> _THE PROBLEM_
Rewrite the data as a JSON list of strings with one string per line, leaving out blank lines, starting with the line containing "Target: green tree" and going on through the end of the data.

───

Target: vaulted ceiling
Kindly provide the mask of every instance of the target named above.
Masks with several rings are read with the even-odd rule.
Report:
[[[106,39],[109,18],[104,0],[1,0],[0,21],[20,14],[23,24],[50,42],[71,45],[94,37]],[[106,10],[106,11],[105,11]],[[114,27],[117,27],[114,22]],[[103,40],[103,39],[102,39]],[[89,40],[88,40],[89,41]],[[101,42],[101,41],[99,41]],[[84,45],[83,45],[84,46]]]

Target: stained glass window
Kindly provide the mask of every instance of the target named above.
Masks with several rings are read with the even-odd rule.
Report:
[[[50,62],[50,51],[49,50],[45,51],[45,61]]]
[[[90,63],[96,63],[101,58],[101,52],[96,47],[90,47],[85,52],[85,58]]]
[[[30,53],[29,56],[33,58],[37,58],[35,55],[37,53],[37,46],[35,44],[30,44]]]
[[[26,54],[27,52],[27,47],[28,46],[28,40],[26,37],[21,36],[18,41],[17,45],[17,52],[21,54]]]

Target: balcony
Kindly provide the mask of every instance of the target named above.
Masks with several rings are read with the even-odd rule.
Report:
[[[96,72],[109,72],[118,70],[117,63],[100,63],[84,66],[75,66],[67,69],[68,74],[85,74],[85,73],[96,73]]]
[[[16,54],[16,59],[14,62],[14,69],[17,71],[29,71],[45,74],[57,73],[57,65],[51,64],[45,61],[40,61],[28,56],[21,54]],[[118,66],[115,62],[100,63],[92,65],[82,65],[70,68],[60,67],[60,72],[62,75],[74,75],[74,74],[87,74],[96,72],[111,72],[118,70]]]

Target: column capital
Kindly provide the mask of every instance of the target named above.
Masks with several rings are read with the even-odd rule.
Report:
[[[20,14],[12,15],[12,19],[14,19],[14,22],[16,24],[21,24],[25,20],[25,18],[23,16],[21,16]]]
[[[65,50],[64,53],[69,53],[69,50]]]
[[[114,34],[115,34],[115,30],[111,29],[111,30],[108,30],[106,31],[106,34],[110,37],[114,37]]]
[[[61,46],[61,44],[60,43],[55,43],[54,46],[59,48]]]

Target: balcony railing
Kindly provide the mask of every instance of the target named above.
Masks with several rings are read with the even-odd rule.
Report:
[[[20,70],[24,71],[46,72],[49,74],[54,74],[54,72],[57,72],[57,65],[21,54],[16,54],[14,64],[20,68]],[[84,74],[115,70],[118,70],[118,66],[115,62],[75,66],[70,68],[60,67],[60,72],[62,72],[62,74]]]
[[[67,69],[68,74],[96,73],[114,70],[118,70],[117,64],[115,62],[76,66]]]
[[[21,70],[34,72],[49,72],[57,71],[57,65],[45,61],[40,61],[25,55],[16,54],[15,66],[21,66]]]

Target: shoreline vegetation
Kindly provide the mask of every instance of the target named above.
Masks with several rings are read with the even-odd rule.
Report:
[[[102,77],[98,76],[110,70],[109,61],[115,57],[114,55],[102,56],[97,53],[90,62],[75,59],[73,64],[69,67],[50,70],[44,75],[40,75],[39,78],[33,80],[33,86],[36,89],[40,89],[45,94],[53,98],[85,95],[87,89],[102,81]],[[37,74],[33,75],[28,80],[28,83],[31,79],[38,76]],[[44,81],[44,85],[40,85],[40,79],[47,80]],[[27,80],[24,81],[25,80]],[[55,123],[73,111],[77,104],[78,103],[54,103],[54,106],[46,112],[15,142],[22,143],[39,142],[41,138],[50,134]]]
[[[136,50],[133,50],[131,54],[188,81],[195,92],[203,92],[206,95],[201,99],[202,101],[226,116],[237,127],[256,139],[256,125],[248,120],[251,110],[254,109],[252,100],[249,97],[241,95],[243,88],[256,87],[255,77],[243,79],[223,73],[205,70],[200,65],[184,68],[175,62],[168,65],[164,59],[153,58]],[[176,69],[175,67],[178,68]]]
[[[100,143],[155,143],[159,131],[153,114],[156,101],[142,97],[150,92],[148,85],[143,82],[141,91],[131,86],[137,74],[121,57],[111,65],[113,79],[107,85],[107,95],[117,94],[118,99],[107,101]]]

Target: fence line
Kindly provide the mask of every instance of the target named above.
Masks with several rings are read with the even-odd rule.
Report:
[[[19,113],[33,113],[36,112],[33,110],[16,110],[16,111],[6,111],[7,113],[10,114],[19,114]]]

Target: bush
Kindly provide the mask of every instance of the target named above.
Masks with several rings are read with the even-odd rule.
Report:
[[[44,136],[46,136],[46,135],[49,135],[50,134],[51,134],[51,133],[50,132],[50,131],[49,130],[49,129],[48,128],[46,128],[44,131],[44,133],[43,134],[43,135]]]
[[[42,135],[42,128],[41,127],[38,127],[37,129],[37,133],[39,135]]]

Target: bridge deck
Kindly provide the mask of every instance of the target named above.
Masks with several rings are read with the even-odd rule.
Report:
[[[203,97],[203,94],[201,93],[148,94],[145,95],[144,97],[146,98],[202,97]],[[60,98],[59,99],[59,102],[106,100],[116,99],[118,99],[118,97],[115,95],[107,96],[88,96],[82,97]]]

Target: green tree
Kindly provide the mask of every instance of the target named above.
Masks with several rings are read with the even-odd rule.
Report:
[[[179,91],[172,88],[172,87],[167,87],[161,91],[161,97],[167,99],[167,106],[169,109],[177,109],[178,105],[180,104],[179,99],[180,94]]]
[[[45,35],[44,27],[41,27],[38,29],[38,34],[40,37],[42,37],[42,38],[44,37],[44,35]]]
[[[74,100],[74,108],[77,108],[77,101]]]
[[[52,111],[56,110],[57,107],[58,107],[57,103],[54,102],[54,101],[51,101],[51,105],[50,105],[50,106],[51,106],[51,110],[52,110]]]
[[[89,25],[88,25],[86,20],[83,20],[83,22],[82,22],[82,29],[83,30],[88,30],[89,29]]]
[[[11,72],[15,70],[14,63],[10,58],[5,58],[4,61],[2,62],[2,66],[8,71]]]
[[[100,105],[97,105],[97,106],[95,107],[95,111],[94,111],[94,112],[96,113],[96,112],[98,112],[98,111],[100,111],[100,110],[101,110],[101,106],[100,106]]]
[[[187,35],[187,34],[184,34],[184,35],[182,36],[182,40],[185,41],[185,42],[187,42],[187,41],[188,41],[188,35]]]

───

> _RIGHT ANSWER_
[
  "Target: green tree",
  "Kindly provide the mask of every instance of the target named above.",
  "Masks with several rings are read with the even-odd rule.",
  "Report:",
  "[[[179,91],[172,88],[172,87],[167,87],[161,91],[161,97],[167,99],[167,106],[169,109],[177,109],[178,105],[180,104],[179,99],[180,94]]]",
  "[[[45,35],[44,27],[41,27],[38,29],[38,34],[40,37],[42,37],[42,38],[44,37],[44,35]]]",
  "[[[74,100],[74,108],[77,108],[77,101]]]",
  "[[[52,111],[56,110],[57,107],[58,107],[57,103],[54,102],[54,101],[51,101],[51,105],[50,105],[50,106],[51,106],[51,110],[52,110]]]",
  "[[[89,25],[88,25],[86,20],[83,20],[83,22],[82,22],[82,29],[83,30],[88,30],[89,29]]]",
  "[[[11,72],[15,70],[14,63],[10,58],[5,58],[4,61],[2,62],[2,66],[8,71]]]",
  "[[[100,105],[97,105],[97,106],[95,107],[95,111],[94,111],[94,112],[96,113],[96,112],[98,112],[98,111],[100,111],[100,110],[101,110],[101,106],[100,106]]]",
  "[[[187,35],[187,34],[184,34],[184,35],[182,36],[182,40],[185,41],[185,42],[187,42],[187,41],[188,41],[188,35]]]"
]